[Data extracts Boundary: Start]

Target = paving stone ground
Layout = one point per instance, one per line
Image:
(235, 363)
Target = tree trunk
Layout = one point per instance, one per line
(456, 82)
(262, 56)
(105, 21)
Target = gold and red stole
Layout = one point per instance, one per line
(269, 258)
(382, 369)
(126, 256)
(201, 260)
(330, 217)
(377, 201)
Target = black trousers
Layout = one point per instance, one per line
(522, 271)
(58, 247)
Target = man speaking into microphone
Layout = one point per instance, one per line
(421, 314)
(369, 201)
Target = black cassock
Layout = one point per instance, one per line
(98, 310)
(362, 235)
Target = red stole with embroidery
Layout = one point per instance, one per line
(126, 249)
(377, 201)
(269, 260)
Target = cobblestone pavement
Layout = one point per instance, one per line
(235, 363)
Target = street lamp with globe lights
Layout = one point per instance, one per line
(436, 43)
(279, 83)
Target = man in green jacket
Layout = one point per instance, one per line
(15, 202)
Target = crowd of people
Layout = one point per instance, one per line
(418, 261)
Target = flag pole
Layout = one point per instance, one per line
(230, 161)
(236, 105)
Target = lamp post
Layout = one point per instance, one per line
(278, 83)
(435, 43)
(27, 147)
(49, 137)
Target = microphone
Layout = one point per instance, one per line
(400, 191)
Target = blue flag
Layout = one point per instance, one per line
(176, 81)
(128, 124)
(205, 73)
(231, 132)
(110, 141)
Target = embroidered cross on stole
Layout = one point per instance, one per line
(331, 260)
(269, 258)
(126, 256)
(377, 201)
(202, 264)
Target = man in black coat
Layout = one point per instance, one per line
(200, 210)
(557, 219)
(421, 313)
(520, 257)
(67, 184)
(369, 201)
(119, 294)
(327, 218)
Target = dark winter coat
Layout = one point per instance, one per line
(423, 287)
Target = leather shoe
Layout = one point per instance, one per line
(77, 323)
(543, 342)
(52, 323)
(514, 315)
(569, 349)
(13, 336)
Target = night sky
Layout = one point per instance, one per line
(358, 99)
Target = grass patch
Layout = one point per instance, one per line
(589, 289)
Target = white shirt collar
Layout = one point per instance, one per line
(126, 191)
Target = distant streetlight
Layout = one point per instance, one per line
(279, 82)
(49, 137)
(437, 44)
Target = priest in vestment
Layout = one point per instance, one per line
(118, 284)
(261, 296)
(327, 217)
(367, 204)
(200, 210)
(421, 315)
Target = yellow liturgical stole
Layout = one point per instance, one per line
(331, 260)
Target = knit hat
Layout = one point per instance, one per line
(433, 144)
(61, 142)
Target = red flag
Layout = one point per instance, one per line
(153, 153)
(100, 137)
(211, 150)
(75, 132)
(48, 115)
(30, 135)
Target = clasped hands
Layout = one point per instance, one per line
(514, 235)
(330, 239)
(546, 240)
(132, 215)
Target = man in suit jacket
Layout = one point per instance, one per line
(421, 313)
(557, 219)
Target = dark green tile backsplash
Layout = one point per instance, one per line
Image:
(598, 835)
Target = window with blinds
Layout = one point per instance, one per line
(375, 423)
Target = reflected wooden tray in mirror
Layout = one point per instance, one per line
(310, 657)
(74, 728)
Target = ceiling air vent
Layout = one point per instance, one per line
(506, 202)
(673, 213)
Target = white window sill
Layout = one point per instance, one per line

[Data extracts Boundary: End]

### What to do
Lines holding "stole" in the material above are to be reported.

### Solution for this exercise
Target = gold and red stole
Target = red stole with embroidery
Target = embroidered cross on stole
Target = yellow liturgical stole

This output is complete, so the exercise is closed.